> _Tasks to carry out_
A: List every food mentioned in the blog post below.
B: Reproduce word for word the part of the blog post between "Blogless Days" and "pay, or no pay!", inclusive.

> _Source excerpt_
···

Tuesday, 27 May 2008

Blogless Days

I'm sorry that I've neglected my blogging duties over the past few days, but not one person has requested an application form for any of the job opportunities, which I advertised in my last post! I can't imagine why not! Most of the vacancies were aimed at women and most of the people visiting my blog, are female, as far as I know. I'm beginning to doubt that any of you are used to working for low pay, or no pay!

Unfortunately, I left it rather late to advertise for help. I have to admit that, over the last few months, my blogging habit has resulted in a backlog of household chores. I've caught the bedclothes trying to make their own way to the laundry basket, on more than one occasion, just recently. The cobwebs, hanging from the ceiling, in our house, have been as thick as jungle vines, but they've come in very handy for swinging over the mountainous piles of ironing, which have taken on lives of their own, lately, continually running around the house in an endless search for the ironing board and iron. The garden has become so overgrown that family members are afraid to venture into it, without taking a precautionary packed lunch and thermos. It became necessary, therefore, for me to start catching up with the backlog of my own chores, over the past few days.

On the first day, I tackled some of the washing, which I had hoped to leave to the laundress. This included my poor, cream jumper, which had been in soak for a fortnight, since I dropped chocolate cake and raspberry coulis down the front of it, whilst visiting a local cafe, with one of my friends. It was an extremely pleasant surprise to find that my favourite jumper hadn't rotted away, but was, once again, stain-free. Hooray for Stergene Handwash! Complimentary goods to the usual address, please.

···

[Boundary labeling items]
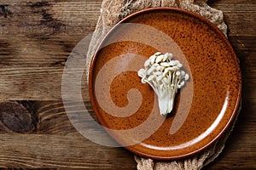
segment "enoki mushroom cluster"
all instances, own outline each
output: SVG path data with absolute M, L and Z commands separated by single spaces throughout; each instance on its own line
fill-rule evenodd
M 177 89 L 184 86 L 189 76 L 181 70 L 178 60 L 172 60 L 172 54 L 155 53 L 144 63 L 144 69 L 138 71 L 143 83 L 148 83 L 158 96 L 159 108 L 163 116 L 170 113 L 174 105 Z

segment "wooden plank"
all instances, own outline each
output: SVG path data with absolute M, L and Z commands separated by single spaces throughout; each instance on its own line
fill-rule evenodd
M 96 144 L 79 134 L 0 134 L 0 167 L 135 169 L 122 148 Z
M 0 3 L 0 100 L 61 99 L 65 62 L 102 1 Z

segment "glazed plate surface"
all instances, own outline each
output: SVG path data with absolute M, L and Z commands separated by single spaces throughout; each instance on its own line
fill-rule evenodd
M 173 54 L 189 75 L 166 117 L 137 76 L 155 52 Z M 110 136 L 160 160 L 190 156 L 216 141 L 236 114 L 241 88 L 238 60 L 222 32 L 171 8 L 140 11 L 114 26 L 94 56 L 89 83 L 95 113 Z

···

> _Answers to each task_
A: chocolate cake, raspberry coulis, packed lunch

B:
Blogless Days

I'm sorry that I've neglected my blogging duties over the past few days, but not one person has requested an application form for any of the job opportunities, which I advertised in my last post! I can't imagine why not! Most of the vacancies were aimed at women and most of the people visiting my blog, are female, as far as I know. I'm beginning to doubt that any of you are used to working for low pay, or no pay!